- Your assignment
If a line in the entries contains the word "sandpiper", list it.

- Exercise data
---

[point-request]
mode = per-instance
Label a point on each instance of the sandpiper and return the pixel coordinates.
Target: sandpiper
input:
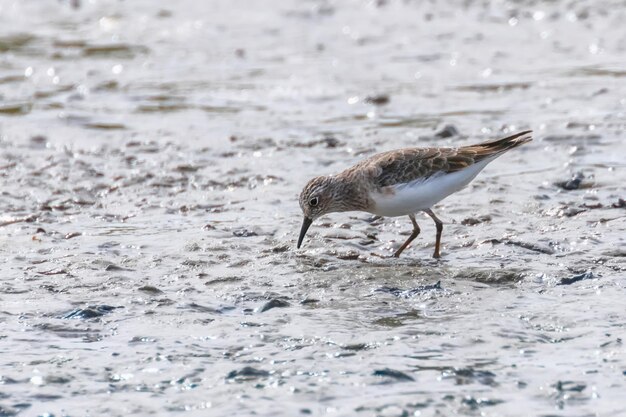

---

- Solution to this problem
Label a point on each instance of the sandpiper and return the pixel coordinates.
Target: sandpiper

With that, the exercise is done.